(Image object location entries)
◇ ◇ ◇ ◇ ◇ ◇ ◇

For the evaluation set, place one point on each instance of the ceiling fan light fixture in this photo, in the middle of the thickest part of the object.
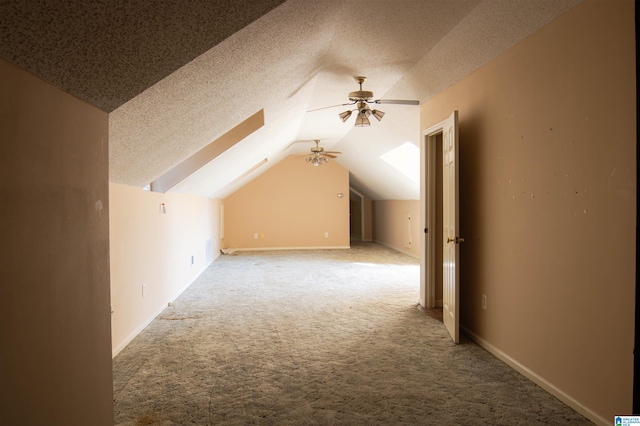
(344, 116)
(362, 120)
(317, 159)
(377, 114)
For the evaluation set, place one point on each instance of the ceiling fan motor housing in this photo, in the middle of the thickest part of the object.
(361, 95)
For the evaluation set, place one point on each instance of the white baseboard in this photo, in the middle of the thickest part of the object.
(115, 351)
(398, 249)
(232, 250)
(538, 380)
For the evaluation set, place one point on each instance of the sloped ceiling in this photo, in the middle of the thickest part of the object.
(175, 76)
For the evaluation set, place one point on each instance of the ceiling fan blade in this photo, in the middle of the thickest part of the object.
(332, 106)
(395, 102)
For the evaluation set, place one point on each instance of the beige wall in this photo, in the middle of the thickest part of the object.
(290, 205)
(548, 204)
(154, 249)
(55, 356)
(397, 225)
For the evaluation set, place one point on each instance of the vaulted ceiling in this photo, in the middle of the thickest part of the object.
(177, 76)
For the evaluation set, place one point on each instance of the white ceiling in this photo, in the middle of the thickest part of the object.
(175, 76)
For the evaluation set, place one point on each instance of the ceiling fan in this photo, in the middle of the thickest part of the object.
(361, 99)
(319, 155)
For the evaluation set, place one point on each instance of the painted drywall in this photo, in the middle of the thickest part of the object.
(291, 205)
(160, 243)
(55, 361)
(397, 225)
(548, 204)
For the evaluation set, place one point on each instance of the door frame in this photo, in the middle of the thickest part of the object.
(361, 212)
(428, 213)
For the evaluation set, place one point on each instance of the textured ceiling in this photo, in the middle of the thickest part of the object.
(175, 76)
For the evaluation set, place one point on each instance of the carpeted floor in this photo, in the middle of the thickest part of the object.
(316, 337)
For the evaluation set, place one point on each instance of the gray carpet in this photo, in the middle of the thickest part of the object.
(316, 337)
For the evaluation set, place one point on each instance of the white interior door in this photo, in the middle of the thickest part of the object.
(450, 228)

◇ ◇ ◇ ◇ ◇ ◇ ◇

[Set task] Write out the entries again, exactly as given, skipping any images.

[Written response]
For the evaluation set, place one point on each instance of the ceiling fan light fixture in this photo, in the middle of the thickest part of the object.
(344, 116)
(362, 120)
(317, 159)
(377, 114)
For the evaluation set, place one point on each instance of the ceiling fan motor housing in this photo, in the middle of the thickest part of the object.
(361, 95)
For the evaluation set, place one point on each instance of the white baseboard in this photo, in the middle of the thickest part of the object.
(115, 351)
(398, 249)
(232, 250)
(538, 380)
For the evaluation set, place one point on each instance of the sloped ceiling in this photo, in the middle of the thickest part of the object.
(175, 76)
For the evaluation set, place one point on each instance of the ceiling fan blade in this photo, in the middle of the thickest part of the object.
(332, 106)
(395, 102)
For the evaluation set, place one point on each instance of the beige wall in this photo, in the middle of the thickest part of the object.
(290, 205)
(548, 204)
(154, 249)
(55, 356)
(397, 225)
For the evaluation set, place one point on each instance of the vaulted ceiling in this photo, in the middle of the thickest part of the object.
(177, 76)
For the evaluation set, place one point on each instance of the white ceiling in this photo, in the middle of the thickest part of the object.
(175, 76)
For the evaluation set, place one point on each instance of the ceiling fan in this photo, in the middle of the thickest part of the object.
(361, 99)
(319, 155)
For the evaluation set, place one point on each instance of the painted drywall in this photo, in the middle of the thickest part of the object.
(291, 205)
(160, 243)
(55, 361)
(397, 225)
(548, 204)
For the evaluation set, place one point on each instance of the door frame in this photo, in the middle of the thickest part of the object.
(361, 212)
(428, 213)
For the evaluation set, place one point on each instance of the textured ceiling in this photo, in the middle of the thickest part of the object.
(175, 76)
For the evaluation set, place one point on each instance of the carpeted floor in this photo, in the middle of the thickest part of the object.
(316, 337)
For the evaluation set, place one point on each instance of the gray carpet in this photo, in the middle of the thickest part of the object.
(316, 337)
For the evaluation set, place one point on each instance of the white interior door in this photo, in the middle of the thickest part of the object.
(450, 228)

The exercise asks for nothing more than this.